• What is asked:
From the rows below, extract each line that contains the string "glasses", and reproduce those lines without alteration.

• Given data:

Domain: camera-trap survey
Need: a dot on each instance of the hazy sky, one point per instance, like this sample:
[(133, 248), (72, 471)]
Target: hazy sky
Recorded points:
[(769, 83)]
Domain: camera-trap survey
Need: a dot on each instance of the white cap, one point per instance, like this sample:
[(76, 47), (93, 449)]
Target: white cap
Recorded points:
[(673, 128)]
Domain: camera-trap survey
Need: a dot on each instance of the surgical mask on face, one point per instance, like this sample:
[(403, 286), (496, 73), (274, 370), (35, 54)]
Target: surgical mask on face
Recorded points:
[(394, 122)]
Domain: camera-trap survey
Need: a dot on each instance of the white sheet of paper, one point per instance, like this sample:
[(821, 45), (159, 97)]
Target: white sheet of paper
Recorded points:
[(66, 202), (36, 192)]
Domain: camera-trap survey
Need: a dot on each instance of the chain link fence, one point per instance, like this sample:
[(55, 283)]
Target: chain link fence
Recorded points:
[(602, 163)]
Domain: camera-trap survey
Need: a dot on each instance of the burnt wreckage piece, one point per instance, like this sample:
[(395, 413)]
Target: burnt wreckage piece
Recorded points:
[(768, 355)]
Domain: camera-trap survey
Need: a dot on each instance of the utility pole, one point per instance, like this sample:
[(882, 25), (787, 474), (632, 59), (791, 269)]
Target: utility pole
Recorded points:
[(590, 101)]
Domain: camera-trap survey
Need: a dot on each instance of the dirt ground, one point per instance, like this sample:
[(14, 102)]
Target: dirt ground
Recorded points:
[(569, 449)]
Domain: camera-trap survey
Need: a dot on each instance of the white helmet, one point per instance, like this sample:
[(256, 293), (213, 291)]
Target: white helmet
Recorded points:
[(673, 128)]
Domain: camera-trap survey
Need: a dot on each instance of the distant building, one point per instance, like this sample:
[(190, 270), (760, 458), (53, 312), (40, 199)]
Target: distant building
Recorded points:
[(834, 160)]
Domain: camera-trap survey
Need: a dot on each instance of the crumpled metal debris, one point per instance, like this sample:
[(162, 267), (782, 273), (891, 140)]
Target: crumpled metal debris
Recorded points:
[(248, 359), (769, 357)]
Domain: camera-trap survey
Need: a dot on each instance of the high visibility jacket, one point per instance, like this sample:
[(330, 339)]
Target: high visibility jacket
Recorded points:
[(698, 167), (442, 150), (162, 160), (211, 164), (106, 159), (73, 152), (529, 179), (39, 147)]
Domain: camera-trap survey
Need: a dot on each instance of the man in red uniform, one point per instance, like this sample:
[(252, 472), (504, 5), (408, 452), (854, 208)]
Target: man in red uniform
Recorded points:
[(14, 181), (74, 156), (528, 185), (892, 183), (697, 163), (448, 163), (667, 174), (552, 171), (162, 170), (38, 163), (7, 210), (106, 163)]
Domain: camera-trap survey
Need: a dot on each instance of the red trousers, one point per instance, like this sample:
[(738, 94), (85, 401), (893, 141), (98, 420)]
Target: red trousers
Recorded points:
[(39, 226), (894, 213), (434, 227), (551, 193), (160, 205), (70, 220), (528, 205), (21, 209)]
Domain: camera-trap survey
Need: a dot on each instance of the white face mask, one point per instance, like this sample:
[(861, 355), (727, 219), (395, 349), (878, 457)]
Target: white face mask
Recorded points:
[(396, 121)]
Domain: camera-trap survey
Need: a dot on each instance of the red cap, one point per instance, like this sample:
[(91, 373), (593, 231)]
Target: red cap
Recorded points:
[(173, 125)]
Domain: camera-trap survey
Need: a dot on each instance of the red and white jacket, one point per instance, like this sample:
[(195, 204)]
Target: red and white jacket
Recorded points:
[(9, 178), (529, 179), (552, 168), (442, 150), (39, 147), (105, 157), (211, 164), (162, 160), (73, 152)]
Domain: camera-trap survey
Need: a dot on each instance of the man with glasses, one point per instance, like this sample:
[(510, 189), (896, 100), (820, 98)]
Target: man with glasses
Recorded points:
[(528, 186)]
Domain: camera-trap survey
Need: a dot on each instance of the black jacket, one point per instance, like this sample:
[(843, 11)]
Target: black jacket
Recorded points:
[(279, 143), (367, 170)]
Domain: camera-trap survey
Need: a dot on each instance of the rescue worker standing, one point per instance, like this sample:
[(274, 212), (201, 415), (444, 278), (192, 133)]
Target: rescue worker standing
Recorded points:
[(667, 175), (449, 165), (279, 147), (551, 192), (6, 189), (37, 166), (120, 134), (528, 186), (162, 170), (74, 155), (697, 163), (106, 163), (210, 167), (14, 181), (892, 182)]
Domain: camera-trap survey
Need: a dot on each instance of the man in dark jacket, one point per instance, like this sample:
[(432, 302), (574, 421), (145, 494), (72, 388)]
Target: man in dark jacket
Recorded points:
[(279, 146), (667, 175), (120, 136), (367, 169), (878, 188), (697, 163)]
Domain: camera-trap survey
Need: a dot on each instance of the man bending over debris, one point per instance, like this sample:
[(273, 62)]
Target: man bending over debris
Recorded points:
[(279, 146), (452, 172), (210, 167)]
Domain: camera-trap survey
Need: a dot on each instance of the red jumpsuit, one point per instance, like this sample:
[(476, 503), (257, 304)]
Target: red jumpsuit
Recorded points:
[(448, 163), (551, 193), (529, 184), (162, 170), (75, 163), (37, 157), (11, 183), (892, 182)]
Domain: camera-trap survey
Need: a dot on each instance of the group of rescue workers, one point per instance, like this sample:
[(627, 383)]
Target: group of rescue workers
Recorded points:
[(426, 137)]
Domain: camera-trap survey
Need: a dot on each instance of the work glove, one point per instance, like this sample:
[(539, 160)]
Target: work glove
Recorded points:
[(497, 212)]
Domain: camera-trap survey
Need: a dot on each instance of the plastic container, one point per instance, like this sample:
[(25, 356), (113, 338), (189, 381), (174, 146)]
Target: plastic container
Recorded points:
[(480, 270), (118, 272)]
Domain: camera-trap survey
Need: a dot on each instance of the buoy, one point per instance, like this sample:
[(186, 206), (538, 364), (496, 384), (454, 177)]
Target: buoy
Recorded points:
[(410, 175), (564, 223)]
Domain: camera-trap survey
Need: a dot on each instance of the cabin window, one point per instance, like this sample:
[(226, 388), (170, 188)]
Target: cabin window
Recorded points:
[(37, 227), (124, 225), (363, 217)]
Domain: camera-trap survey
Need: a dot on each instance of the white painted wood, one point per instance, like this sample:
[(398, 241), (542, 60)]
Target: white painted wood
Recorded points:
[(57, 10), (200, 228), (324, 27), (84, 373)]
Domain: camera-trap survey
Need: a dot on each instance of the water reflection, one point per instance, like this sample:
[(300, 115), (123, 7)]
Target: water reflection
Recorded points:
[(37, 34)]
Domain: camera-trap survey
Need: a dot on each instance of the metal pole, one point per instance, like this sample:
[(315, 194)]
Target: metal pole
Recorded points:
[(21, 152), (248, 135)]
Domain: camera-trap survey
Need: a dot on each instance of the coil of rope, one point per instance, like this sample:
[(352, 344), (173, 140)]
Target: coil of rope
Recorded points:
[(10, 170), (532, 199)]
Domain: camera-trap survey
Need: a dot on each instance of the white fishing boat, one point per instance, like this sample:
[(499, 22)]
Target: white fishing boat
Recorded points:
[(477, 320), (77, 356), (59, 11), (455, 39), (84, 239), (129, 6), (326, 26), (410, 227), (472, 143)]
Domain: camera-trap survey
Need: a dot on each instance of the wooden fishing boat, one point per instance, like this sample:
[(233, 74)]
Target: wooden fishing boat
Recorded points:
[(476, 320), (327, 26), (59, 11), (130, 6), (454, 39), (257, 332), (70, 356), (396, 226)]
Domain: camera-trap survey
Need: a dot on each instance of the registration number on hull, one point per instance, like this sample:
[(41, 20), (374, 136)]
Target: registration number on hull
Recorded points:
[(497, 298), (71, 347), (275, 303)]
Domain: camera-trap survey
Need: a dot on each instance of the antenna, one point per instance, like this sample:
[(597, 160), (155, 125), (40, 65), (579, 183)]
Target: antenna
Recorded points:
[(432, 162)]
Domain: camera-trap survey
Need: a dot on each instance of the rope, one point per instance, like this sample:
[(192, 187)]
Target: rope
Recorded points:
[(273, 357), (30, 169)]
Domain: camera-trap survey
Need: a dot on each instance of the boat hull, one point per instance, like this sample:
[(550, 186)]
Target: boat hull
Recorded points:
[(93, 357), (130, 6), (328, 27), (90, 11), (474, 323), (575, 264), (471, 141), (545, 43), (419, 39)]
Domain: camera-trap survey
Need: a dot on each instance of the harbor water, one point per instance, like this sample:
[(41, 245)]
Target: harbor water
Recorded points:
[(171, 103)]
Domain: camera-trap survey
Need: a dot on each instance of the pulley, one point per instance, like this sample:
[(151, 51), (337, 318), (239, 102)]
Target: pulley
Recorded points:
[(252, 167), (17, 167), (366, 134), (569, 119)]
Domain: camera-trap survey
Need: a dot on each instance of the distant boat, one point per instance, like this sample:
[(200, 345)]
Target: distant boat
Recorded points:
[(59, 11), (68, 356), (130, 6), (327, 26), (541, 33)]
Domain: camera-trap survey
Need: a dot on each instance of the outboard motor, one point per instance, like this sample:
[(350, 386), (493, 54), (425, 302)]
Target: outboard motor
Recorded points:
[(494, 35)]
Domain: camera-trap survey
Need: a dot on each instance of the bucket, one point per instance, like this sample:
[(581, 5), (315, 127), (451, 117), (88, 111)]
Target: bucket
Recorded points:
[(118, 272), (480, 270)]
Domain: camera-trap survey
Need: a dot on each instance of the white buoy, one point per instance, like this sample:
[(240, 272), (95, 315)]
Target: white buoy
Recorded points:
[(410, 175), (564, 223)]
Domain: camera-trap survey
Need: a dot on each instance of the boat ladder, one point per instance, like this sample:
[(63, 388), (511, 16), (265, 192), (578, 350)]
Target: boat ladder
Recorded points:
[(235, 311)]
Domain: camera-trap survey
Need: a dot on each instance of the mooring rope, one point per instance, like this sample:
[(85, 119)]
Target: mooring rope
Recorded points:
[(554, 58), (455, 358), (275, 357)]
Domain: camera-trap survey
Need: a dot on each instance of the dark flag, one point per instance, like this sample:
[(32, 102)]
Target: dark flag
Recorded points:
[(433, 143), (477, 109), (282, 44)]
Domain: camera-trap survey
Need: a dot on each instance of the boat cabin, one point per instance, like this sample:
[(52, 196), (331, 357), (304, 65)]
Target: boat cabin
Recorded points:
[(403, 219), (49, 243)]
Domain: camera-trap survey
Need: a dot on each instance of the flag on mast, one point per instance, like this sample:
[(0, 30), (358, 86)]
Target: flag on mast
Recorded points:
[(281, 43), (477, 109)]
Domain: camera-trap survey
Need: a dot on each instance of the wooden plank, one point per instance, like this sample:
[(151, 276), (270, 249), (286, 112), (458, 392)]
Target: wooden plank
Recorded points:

• Answer to this exercise:
Need: a dot on each instance of the man with glasses, one point per instance, like this sample:
Target: man with glasses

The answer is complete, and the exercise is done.